Goal of the exercise>
Leave out the images and transcribe the entries below word for word.

Exercise inputs>

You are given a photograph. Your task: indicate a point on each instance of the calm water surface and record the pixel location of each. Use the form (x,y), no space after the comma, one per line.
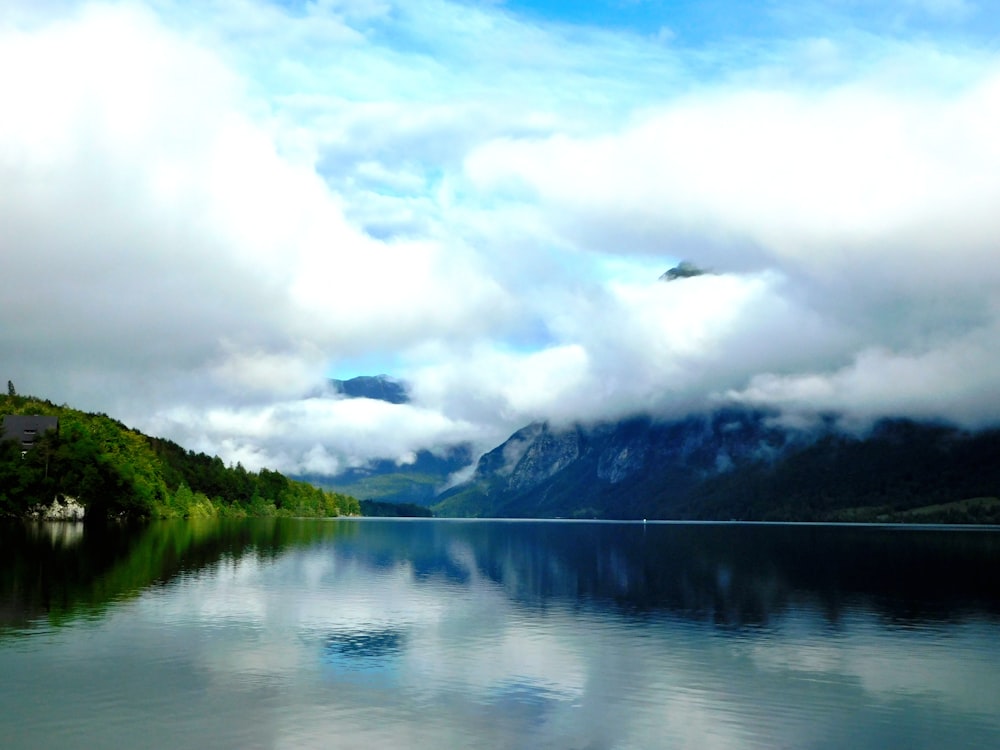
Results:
(445,634)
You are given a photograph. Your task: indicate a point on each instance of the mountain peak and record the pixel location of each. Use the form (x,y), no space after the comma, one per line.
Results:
(377,387)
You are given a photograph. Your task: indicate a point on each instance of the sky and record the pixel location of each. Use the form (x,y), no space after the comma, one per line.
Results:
(208,208)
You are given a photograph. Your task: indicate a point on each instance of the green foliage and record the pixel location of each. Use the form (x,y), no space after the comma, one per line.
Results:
(114,471)
(375,508)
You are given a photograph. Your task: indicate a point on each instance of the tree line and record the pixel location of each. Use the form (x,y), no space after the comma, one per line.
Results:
(115,471)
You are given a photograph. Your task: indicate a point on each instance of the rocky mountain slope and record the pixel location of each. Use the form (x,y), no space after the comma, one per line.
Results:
(734,464)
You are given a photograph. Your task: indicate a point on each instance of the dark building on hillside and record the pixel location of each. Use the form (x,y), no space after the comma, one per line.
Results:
(26,429)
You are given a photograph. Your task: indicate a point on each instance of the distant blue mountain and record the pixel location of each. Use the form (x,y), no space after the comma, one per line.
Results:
(378,387)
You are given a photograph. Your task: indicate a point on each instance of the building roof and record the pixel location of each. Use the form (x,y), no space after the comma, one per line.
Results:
(26,427)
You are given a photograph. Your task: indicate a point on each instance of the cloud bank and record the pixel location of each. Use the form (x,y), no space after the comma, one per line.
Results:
(206,209)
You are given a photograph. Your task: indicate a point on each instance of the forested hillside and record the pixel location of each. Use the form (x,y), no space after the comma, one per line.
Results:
(737,464)
(114,471)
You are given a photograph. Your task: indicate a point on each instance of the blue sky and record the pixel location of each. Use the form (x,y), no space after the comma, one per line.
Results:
(235,199)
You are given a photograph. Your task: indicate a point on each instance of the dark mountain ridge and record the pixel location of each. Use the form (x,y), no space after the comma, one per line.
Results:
(735,464)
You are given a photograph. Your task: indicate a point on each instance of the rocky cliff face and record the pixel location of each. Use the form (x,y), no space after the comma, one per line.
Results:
(602,470)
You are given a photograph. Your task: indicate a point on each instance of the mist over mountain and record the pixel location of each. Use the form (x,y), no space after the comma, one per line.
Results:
(377,387)
(736,464)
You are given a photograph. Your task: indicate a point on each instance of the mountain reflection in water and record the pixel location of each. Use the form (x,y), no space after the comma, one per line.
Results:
(376,633)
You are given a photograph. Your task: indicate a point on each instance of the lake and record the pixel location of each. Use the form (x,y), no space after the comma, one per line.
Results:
(371,633)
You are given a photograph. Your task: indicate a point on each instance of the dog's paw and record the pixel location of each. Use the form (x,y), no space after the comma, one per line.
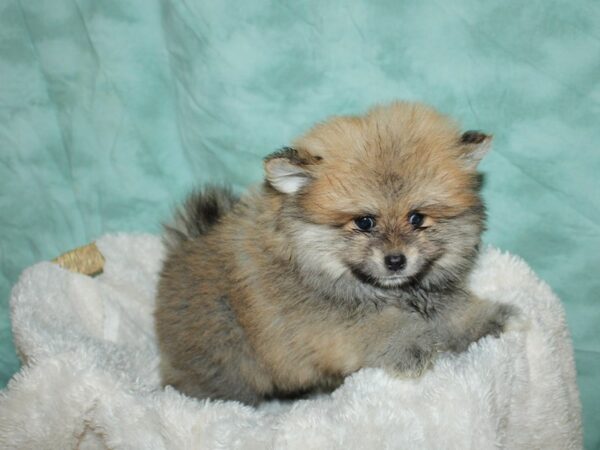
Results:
(415,361)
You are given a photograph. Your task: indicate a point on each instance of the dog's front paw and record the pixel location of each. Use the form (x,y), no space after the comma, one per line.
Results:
(414,361)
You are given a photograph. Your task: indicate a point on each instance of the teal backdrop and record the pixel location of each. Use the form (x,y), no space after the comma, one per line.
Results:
(111,110)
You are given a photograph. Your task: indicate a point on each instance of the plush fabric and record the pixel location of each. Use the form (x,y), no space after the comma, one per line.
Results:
(111,110)
(91,375)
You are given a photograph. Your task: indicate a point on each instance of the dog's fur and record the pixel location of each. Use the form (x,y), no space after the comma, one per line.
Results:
(280,292)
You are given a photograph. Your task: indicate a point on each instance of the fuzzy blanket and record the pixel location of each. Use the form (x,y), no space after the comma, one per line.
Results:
(90,377)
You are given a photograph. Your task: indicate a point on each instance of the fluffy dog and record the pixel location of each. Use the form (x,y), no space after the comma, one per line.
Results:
(355,252)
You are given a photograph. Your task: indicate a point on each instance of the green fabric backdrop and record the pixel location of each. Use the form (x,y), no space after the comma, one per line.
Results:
(111,110)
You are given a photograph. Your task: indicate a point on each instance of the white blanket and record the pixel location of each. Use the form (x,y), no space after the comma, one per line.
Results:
(90,377)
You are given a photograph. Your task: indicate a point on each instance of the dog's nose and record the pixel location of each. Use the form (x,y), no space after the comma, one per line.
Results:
(395,262)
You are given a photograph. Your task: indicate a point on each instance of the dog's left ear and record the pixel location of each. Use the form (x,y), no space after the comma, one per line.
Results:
(288,169)
(474,146)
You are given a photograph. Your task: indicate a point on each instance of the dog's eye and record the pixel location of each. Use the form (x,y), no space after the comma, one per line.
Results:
(416,219)
(365,223)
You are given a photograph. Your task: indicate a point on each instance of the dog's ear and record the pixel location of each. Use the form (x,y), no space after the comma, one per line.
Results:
(288,169)
(474,145)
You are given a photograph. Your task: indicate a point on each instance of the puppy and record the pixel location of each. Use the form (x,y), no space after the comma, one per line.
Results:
(355,252)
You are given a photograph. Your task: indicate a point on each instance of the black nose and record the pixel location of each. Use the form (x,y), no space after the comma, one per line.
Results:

Response for this exercise>
You are given a photograph. Your task: indicate a point on each instance of the calm water surface and record the pixel location of each. Use the form (x,y), no space after the comma, one per line.
Results:
(445,634)
You are given a photograph. Your task: indicate a point on each instance of the mountain peak and record the pixel location of each. Use the form (x,y), no space after the comma, one per line.
Results:
(377,387)
You are given a photograph. Your task: indicate a point on each instance of the sky and record the pixel location of each. Use the form (x,y), no space after the comma, one per line.
Results:
(208,208)
You are given a photograph. Your task: indicate a point on each instance of the green foliage and record the pixel location of each. Use the form (x,y), no space after the comma, one per line.
Results:
(114,471)
(375,508)
You are given a photograph. Your task: indicate a point on each instance of the tree line and record the pixel location of each. Use the form (x,y), no space after the comma, one per line.
Results:
(115,471)
You are given a photograph. Your task: indicate a point on each instance of the rocky mountain slope and record the pixel location of each. Use the form (x,y), no space after the comma, one per line.
Results:
(734,464)
You are given a photograph. Your task: indicate a point on each instance of the dark building on hillside and record the pixel location of each. Use the form (x,y), no space after the comma, one per line.
Results:
(26,429)
You are given a photograph. Your task: indicate a point on each instance of the distant blue mountain and record the pixel location of each. Use the form (x,y), no space after the comma, one per line.
Results:
(378,387)
You are given a photograph. Your task: indicate a point on each instance of the building roof and record the pixel location of each. Use the form (x,y), no space after the comma, one per line.
Results:
(26,427)
You are given a photograph. Your task: indicate a point on each instance of the cloud bank and record the pixel location of each. Use the form (x,y), no space after the comma, one per line.
Results:
(206,209)
You are given a photograph. Your task: indicate a point on each instance of the forested hillside and record the pixel location of each. Use the form (x,y), no space after the comma, one per line.
Results:
(737,464)
(114,471)
You are given a photograph. Your task: indicate a point on each instance of the blue sky and record the pixel location of each. Use the form (x,y), no space after the comma, one per line.
Results:
(235,199)
You are given a photograph. Your task: indicate a point on each instance of the dark mountain ridge and record the pixel location of each. Use the form (x,y), no space after the comma, one per line.
Results:
(735,464)
You are given a photograph. Your task: indicate a point on each instance of the rocky cliff face and record the pixel location of each. Use the form (x,y), no space after the comma, one per line.
Results:
(602,470)
You are given a photograph. Your task: indicate a point on each instance of the mist over mountain and record the pixel location of each. Use the form (x,y), no space after the comma, one per line.
Results:
(377,387)
(736,464)
You are given a photograph. Your task: indicate a point on each instance of the mountain reflection in water and record the pixel location of each. Use the form (x,y), no space after the comma, one per line.
Results:
(376,633)
You are given a photograph. Your task: indicate a point on each instance of the lake and record the pixel location of each. Use the form (x,y), no space after the comma, one per line.
Results:
(371,633)
You are given a photograph. Your task: indicate a point on each instance of the dog's paw and record the pixel location of each. Use the form (x,y), no space after the comma, one per line.
Results:
(415,361)
You are given a photograph. Your task: indicate a point on each instance of the dog's front paw and record the pixel location of each. Use the form (x,y), no space after the comma, one per line.
Results:
(414,361)
You are given a photograph. Your task: indicate a point on each instance of the teal backdrop and record the pixel location of each. Use the form (x,y), no space after the comma, one per line.
Results:
(111,110)
You are given a photograph. Your task: indicate a point on each instance of the plush fabric and record the pixel location of each. Use the form (x,y), no space after the comma, one per line.
Results:
(111,110)
(91,375)
You are given a photograph. Your task: indicate a point on each instance of the dog's fur and record the pixel location of each. Use the form (x,y), no space after the comma, one per line.
Results:
(280,292)
You are given a photograph. Your task: indicate a point on each instance of the fuzzy blanket and record the pixel location of each. Use the form (x,y), no space after the comma, one per line.
Results:
(90,377)
You are given a photograph. Your task: indicate a point on each instance of the fluffy dog and record the pixel location of each. Use the form (x,y), no space after the comma, one per line.
Results:
(355,252)
You are given a photograph. Your task: indicate a point on each instance of the green fabric backdrop and record the pixel location of each. Use the form (x,y), no space after the comma, one per line.
Results:
(111,110)
You are given a photograph. Your task: indicate a point on each instance of the white blanket and record the pixel location of each. Use the form (x,y), no space after the comma, one per line.
Results:
(90,377)
You are given a photograph. Your task: indicate a point on each instance of the dog's nose and record the pixel location of each. Use the form (x,y), no space after the comma, one per line.
Results:
(395,262)
You are given a photograph. Your task: indicate a point on each instance of the dog's left ear and record the pixel location of each. Use the form (x,y), no space after the comma, one per line.
Results:
(288,169)
(474,146)
You are given a photograph. Your task: indicate a point on each instance of the dog's eye and record the pixel location of each. Use the form (x,y), no space after the comma, one per line.
Results:
(416,219)
(365,223)
You are given a photograph. Your task: indicate a point on each instance of the dog's ear and record the pixel location of each. Use the form (x,y), no space after the comma, one per line.
Results:
(288,169)
(474,145)
You are given a photograph. Your task: indicate a point on each instance of the puppy and record the pixel location of each. Use the form (x,y), no space after the comma, one per line.
Results:
(355,252)
You are given a photograph. Your task: indicate a point on each instance of the black nose and record the pixel location of each. Use the form (x,y), no space after the comma, one per line.
Results:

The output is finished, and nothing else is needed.